"""

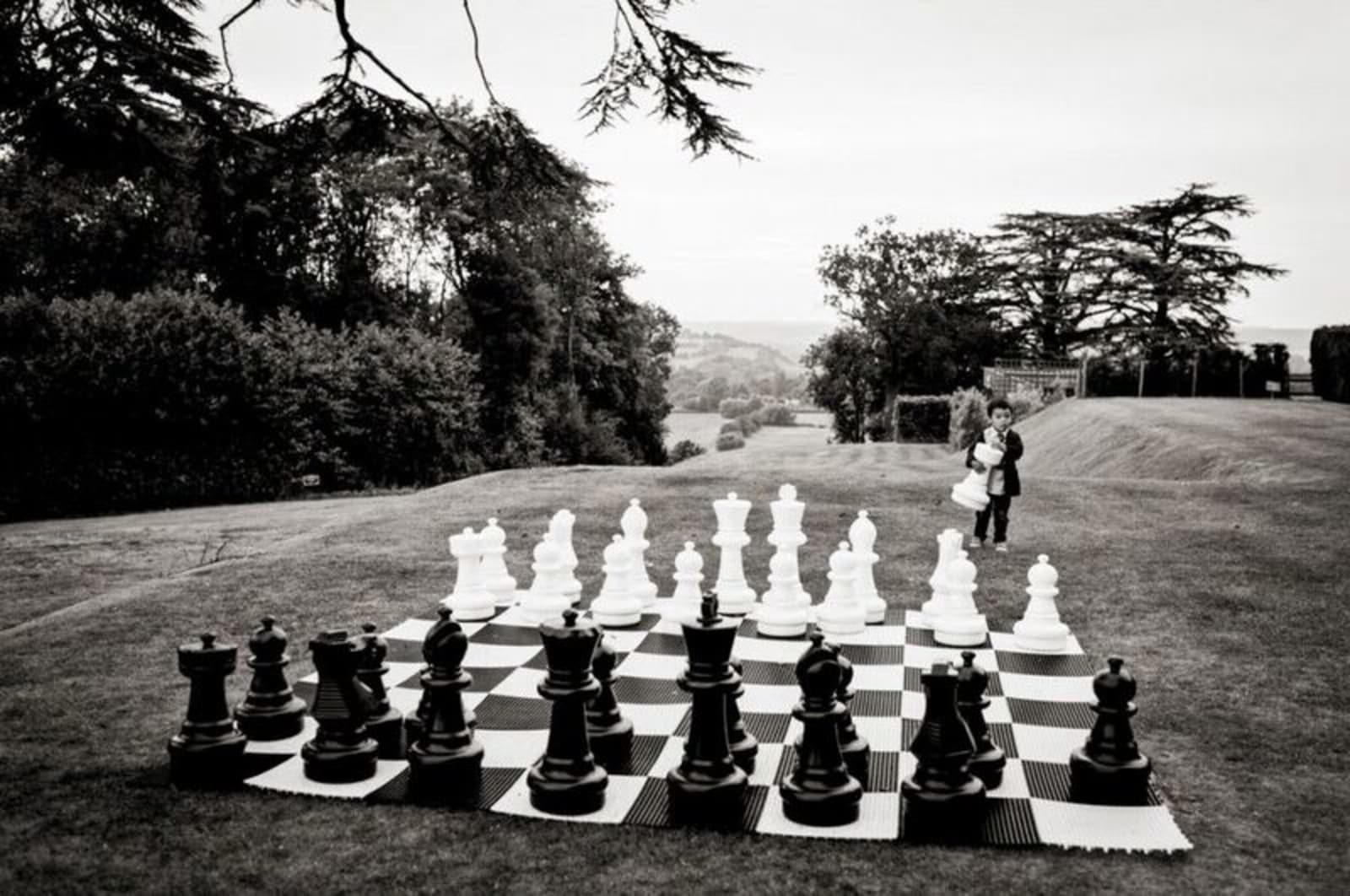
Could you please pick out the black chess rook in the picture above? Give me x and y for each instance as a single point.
(208, 749)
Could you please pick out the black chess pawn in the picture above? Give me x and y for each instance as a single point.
(857, 752)
(445, 761)
(566, 779)
(385, 722)
(989, 761)
(208, 749)
(611, 734)
(744, 745)
(1110, 768)
(342, 749)
(942, 801)
(270, 711)
(708, 785)
(820, 790)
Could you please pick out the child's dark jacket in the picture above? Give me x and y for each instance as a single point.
(1012, 481)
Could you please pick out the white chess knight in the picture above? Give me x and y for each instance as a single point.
(948, 549)
(733, 596)
(634, 522)
(618, 606)
(974, 491)
(787, 537)
(560, 526)
(840, 612)
(780, 614)
(861, 537)
(547, 599)
(497, 578)
(962, 623)
(470, 601)
(1040, 628)
(688, 601)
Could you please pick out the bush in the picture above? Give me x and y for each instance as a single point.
(729, 441)
(922, 418)
(1331, 362)
(686, 448)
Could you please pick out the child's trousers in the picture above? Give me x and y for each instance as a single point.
(998, 506)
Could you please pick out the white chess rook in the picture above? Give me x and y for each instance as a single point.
(470, 601)
(634, 522)
(1040, 628)
(618, 606)
(497, 578)
(861, 537)
(841, 613)
(974, 491)
(733, 596)
(962, 625)
(547, 599)
(948, 548)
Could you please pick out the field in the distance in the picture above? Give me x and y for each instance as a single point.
(1222, 585)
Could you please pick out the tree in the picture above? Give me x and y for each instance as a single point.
(924, 297)
(845, 377)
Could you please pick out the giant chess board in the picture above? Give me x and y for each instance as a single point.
(1040, 713)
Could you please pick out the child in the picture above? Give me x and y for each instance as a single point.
(1005, 482)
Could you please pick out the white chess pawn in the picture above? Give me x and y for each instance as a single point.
(733, 596)
(787, 535)
(841, 612)
(560, 526)
(497, 578)
(861, 537)
(948, 548)
(1040, 628)
(688, 599)
(618, 606)
(780, 616)
(546, 599)
(634, 522)
(470, 601)
(962, 625)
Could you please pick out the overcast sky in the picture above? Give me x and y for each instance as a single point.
(942, 114)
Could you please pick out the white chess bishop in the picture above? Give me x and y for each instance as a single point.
(780, 614)
(618, 606)
(560, 526)
(948, 549)
(470, 601)
(634, 522)
(840, 612)
(547, 599)
(861, 537)
(1040, 628)
(962, 623)
(974, 491)
(688, 599)
(787, 537)
(497, 578)
(733, 596)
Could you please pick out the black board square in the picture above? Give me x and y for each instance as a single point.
(513, 714)
(1053, 664)
(1052, 713)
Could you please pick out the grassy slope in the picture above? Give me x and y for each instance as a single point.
(1226, 596)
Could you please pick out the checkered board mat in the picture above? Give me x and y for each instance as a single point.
(1040, 713)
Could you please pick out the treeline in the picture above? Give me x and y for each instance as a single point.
(1142, 286)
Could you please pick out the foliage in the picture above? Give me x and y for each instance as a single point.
(921, 418)
(1331, 362)
(729, 441)
(847, 380)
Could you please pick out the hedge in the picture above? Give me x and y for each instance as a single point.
(1330, 359)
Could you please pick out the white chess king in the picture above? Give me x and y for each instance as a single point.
(974, 491)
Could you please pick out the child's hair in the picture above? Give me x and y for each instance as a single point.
(998, 402)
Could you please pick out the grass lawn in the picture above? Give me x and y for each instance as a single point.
(1225, 590)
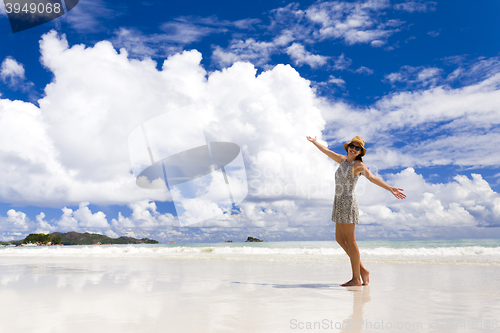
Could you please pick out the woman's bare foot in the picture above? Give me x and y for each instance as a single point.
(352, 282)
(365, 276)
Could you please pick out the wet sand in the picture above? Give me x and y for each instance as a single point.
(169, 295)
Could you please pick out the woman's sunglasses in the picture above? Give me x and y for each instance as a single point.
(354, 147)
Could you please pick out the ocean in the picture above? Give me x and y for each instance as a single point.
(461, 252)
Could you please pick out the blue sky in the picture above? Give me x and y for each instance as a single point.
(418, 80)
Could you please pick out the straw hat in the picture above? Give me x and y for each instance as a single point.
(361, 142)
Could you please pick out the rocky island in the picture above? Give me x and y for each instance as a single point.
(252, 239)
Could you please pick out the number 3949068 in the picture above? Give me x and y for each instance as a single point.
(32, 8)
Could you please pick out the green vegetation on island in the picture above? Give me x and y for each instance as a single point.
(77, 238)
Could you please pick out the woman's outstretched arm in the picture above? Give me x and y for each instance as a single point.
(334, 156)
(361, 167)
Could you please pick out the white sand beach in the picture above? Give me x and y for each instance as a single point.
(102, 294)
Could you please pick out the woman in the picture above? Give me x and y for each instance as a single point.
(345, 206)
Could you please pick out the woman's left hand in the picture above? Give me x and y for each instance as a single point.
(397, 192)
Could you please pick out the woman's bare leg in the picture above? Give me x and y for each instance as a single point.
(344, 234)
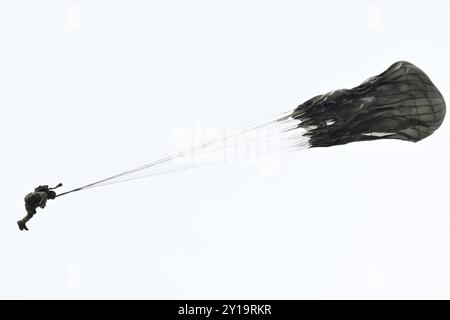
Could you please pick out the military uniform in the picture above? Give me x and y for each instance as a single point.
(36, 199)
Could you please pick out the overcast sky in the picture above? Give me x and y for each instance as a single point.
(90, 88)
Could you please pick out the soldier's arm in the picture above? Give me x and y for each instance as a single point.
(43, 201)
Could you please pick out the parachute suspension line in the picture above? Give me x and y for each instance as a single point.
(288, 142)
(164, 161)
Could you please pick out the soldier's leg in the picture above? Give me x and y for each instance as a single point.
(30, 213)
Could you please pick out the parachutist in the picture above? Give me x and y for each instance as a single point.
(35, 199)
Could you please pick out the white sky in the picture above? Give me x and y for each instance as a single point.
(89, 88)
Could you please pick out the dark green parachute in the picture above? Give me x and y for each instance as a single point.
(400, 103)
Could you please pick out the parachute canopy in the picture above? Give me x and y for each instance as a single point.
(400, 103)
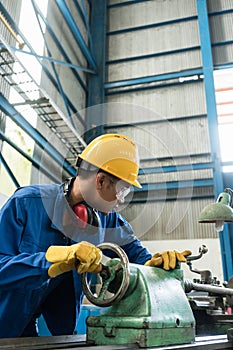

"""

Set task:
Copy out every line of the material above word for word, leaving the pictures out of your answer.

Solution to this problem:
Could you please pick out the black chess rook in the picture above? Give me x and y for each instance as a single point.
(208, 749)
Could you please pick out the black chess pawn in the picture above? Give me x and y for each instance as a single point.
(857, 752)
(445, 761)
(566, 779)
(385, 722)
(989, 761)
(208, 749)
(611, 734)
(744, 745)
(1110, 768)
(342, 749)
(942, 801)
(270, 711)
(708, 785)
(820, 790)
Could you please pick out the child's dark jacket in the picture above? Give me x and y for each instance as a single point.
(1012, 481)
Could you please pick out the white chess knight in the picture above? Give me x and y for each instance as a single point.
(948, 549)
(733, 596)
(634, 522)
(618, 606)
(974, 491)
(787, 537)
(560, 526)
(840, 612)
(780, 614)
(861, 537)
(547, 599)
(497, 578)
(962, 623)
(470, 601)
(1040, 628)
(688, 601)
Could you please pick out the bush in the picture above? Give me x and y for each instance as a single point.
(729, 441)
(922, 418)
(1331, 362)
(686, 448)
Could you please pick out the child's trousers in the picture above? Give me x and y for each instance as a single point.
(998, 506)
Could you please pick out the white chess rook in the picture above? Give me x and y for each instance as a single point.
(470, 601)
(634, 522)
(1040, 628)
(618, 606)
(497, 578)
(861, 537)
(841, 613)
(974, 491)
(733, 596)
(962, 625)
(547, 599)
(948, 548)
Could you please pick out the field in the distance in the picture above? Give me x and y for each instance as a single point.
(1222, 585)
Could you please pick out the tree in the picture above? Give me x and y for each instance as a single point.
(924, 297)
(845, 377)
Could you please pick out the giant chess board in the picture above? Give me x and y for each instance as a single point.
(1040, 713)
Could you please pick out the child in the picture above? Give me x and y for each instance as a single point.
(1005, 482)
Could you please pick out the white chess pawn in the picture above? Give me x and y for each instance as a single point.
(733, 596)
(787, 535)
(841, 612)
(560, 526)
(497, 578)
(861, 537)
(948, 548)
(1040, 628)
(688, 599)
(618, 606)
(780, 616)
(546, 599)
(634, 522)
(470, 601)
(962, 625)
Could you please pick out the overcast sky in the picture above? Give me x and y for each instance as a single point.
(942, 114)
Could you please pick out the white chess bishop in the picture above? Give me x and y for each instance as a single point.
(780, 614)
(618, 606)
(560, 526)
(948, 549)
(470, 601)
(634, 522)
(840, 612)
(547, 599)
(861, 537)
(1040, 628)
(962, 623)
(974, 491)
(688, 599)
(787, 537)
(497, 578)
(733, 596)
Could you please pick out the black board square in the picture above? Give me x and y for each instance as a single point.
(513, 714)
(1053, 664)
(1052, 713)
Could you please pick out the grassy slope in the picture above? Give me x and y for each instance as a single point.
(1226, 596)
Could you please pick out the checkered board mat in the picture above? Give me x and y for each instance as a single point.
(1040, 713)
Could you please pick out the treeline in the picture above? Give me x and y for each instance as a single point.
(1142, 286)
Could you please pick out the foliage in the picture above? Give me x and y for each instance as a single point.
(921, 418)
(1331, 362)
(729, 441)
(847, 380)
Could you please pick out the hedge in the picture above? Give me x and y for each instance as a single point.
(1330, 359)
Could you please pick out the white chess king in the picture above? Give me x and y for each instance as a single point.
(974, 491)
Could you please pick out the child's hair in the picture above? Give me x and y for each instance as a single point.
(998, 402)
Could you please pick out the grass lawn in the picture above? Give me x and y for each instance as a single point.
(1225, 590)
Could you please pick out the woman's bare foot in the picture above? Give me x and y for each instance as a single point.
(352, 282)
(365, 276)
Could you please pick out the wet sand in the picture above? Give me x and y for each instance as a single point.
(169, 295)
Could you please pick out the woman's sunglasses in the picture above? Give me x and y for each instance as a single point.
(354, 147)
Could you please pick out the ocean in the picture above? Give me x and y for each instance as a single point.
(461, 252)
Could you please pick out the blue sky in the picture above? Give me x and y for each instance as a single point.
(418, 80)
Could you please pick out the straw hat in the picture above? Give me x and y for each instance as a single point.
(361, 142)
Could you please pick out the rocky island in the picture above? Give me x and y for each instance as a single point.
(252, 239)
Could you please pick out the number 3949068 in the picture above? Give me x and y for each instance as a single point.
(32, 8)
Could you please pick out the green vegetation on island in the picture above? Give me x and y for each instance as a single point.
(77, 238)
Could you please pick out the woman's outstretched arm in the picture above? Give me x and y for each instance as a single point.
(334, 156)
(361, 167)
Could you please pick out the white sand beach in the picture above? Give me x and y for each instance as a single point.
(102, 294)
Could you please pick out the woman in the picture above? Give me x and y for each instance as a single point.
(345, 206)
Could you please pick out the woman's left hand in the picture above? Give me x and y for each instance as a single point.
(397, 192)
Could you please pick out the woman's bare leg in the picture above? Give me x and y for each instance as a single point.
(344, 234)
Could you please pick out the military uniform in the picture above? Give me x and y for each instance as a single point.
(36, 199)
Could you please pick out the overcast sky in the picture above? Give me x and y for each instance as a single point.
(90, 88)
Could you please pick out the soldier's arm in the picture above? Give me x and y for each instance as a single point.
(43, 201)
Could you please pick out the parachute suspension line in the picture above? Give me x and y for each instance as a single point.
(288, 142)
(164, 161)
Could you please pick out the soldier's leg in the picture above? Give me x and y for each instance as a single point.
(30, 213)
Could you please pick out the parachutist in the picture above? Give me x and y for each instance as a single point.
(35, 199)
Could you please pick out the white sky in the picture above? Give me x and y for each instance as a single point.
(89, 88)
Could you please pick out the dark green parachute in the picture above? Give me x and y for each instance as a single point.
(400, 103)
Could you please pick out the parachute canopy in the picture above? Give me x and y for each instance as a single point.
(400, 103)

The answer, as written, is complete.